EXERCISE INPUT →
****************

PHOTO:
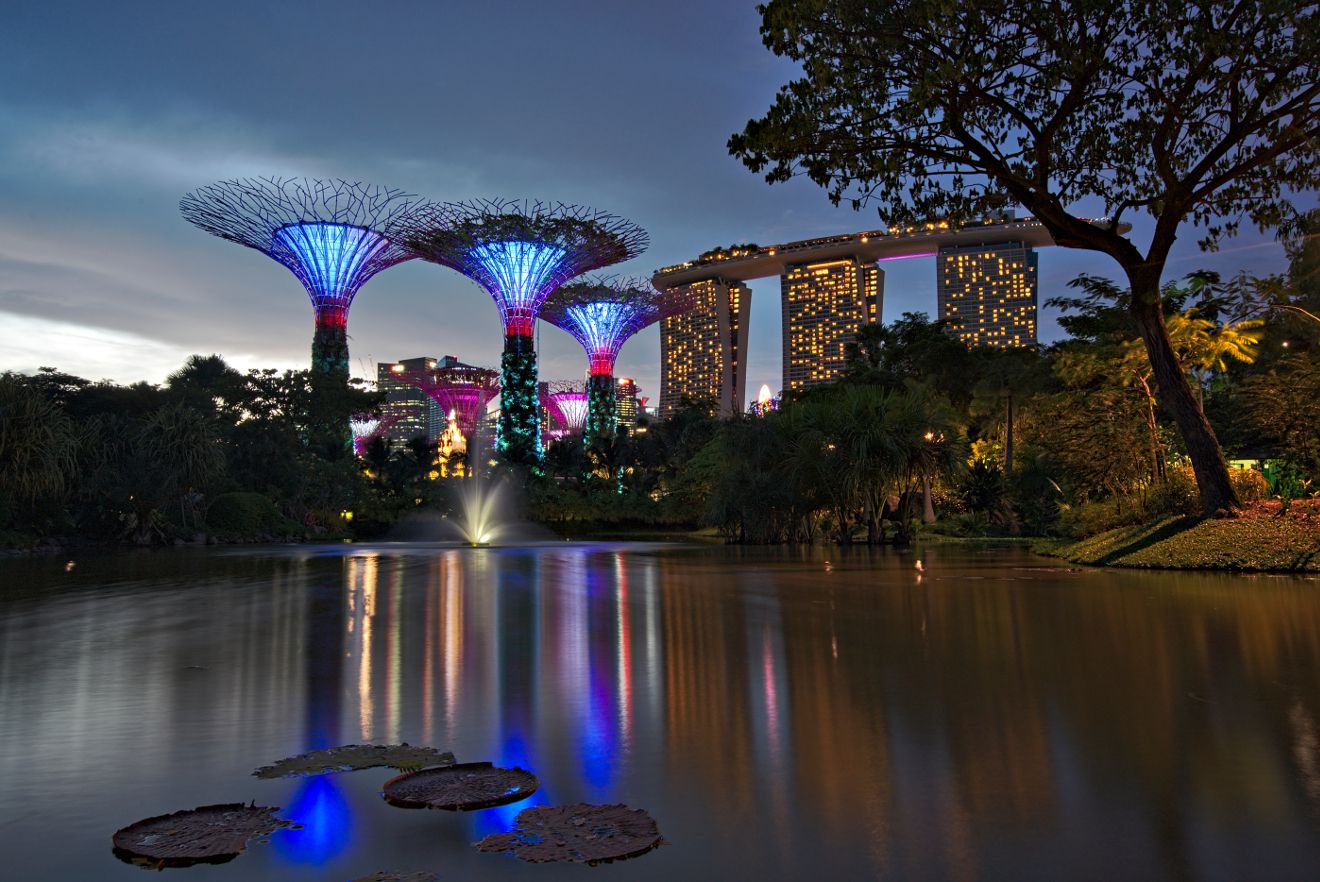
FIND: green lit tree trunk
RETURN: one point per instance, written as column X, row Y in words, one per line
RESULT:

****************

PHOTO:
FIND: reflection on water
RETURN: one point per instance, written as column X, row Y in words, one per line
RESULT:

****************

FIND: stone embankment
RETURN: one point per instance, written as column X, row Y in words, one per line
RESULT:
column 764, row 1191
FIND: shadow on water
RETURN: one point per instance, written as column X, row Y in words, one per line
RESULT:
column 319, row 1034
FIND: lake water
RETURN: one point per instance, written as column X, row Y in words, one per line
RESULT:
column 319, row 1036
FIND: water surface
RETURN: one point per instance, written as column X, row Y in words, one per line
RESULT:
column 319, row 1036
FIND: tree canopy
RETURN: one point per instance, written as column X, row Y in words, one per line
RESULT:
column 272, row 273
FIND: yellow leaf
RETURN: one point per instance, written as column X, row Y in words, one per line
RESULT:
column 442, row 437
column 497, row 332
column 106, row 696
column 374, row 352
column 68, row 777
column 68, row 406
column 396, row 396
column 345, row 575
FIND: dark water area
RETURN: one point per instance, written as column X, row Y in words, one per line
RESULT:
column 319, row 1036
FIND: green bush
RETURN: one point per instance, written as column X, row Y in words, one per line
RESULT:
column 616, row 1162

****************

THE REQUEST →
Extract from the records above every line that contains the word "green". Matching is case-sensitive.

EXERCISE SOLUTION →
FIND: green lit tree trunk
FIND: green bush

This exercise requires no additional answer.